:: Do this ::
Retype the listing that follows, word for word.

:: Record excerpts ::
********
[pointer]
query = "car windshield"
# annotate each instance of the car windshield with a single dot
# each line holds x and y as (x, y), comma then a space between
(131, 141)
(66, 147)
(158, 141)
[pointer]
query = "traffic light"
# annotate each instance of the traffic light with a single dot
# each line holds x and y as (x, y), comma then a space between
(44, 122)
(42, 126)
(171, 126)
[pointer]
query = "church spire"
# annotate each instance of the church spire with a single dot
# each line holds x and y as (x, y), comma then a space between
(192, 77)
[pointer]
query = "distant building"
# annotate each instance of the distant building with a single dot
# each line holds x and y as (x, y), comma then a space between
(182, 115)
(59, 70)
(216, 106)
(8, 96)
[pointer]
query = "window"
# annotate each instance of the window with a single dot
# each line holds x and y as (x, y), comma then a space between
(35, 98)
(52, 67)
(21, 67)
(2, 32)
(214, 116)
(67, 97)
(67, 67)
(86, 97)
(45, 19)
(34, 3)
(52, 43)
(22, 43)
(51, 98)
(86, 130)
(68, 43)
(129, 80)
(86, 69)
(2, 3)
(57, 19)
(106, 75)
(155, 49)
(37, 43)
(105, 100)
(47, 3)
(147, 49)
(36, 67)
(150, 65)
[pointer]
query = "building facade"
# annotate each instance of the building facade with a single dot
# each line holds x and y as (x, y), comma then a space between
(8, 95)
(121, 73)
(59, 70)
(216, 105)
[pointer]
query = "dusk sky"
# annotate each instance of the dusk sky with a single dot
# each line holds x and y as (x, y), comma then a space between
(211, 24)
********
:: Solution to the problem ::
[pointer]
query = "car windshield"
# annotate each instance of the car windshield with a single dot
# each line holds x and y as (x, y), comma then a space between
(131, 141)
(66, 147)
(158, 141)
[pointer]
query = "traffic light"
# annotate each instance of the traffic light with a single dot
# each line holds x and y as (x, y), comma then a space between
(44, 122)
(42, 126)
(171, 126)
[pointer]
query = "church spire"
# annotate each instance of the church spire with a single dot
# each line holds x and y as (x, y), comma then a space between
(192, 77)
[pointer]
query = "distant building"
# annotate each instance of the distant building with a single dot
# each line holds x and y as (x, y), comma then a space between
(182, 115)
(59, 70)
(216, 106)
(8, 96)
[pointer]
query = "window"
# annotate each instance of the window with a single dot
# each line holds x and y as (x, y), comma then a space between
(35, 98)
(52, 67)
(21, 67)
(2, 32)
(214, 116)
(67, 97)
(67, 67)
(86, 97)
(45, 19)
(34, 3)
(52, 43)
(22, 43)
(51, 98)
(86, 130)
(68, 43)
(129, 80)
(86, 69)
(2, 3)
(57, 19)
(106, 75)
(155, 49)
(37, 43)
(105, 100)
(47, 3)
(147, 49)
(36, 67)
(150, 65)
[pointer]
query = "building facade"
# annotate each instance of the building facade with a single dot
# each line holds x and y as (x, y), comma then a space between
(8, 95)
(121, 73)
(59, 70)
(216, 105)
[pointer]
query = "dusk sky"
# annotate each instance of the dusk sky with a single dot
# each line holds x and y as (x, y), comma then a space between
(211, 24)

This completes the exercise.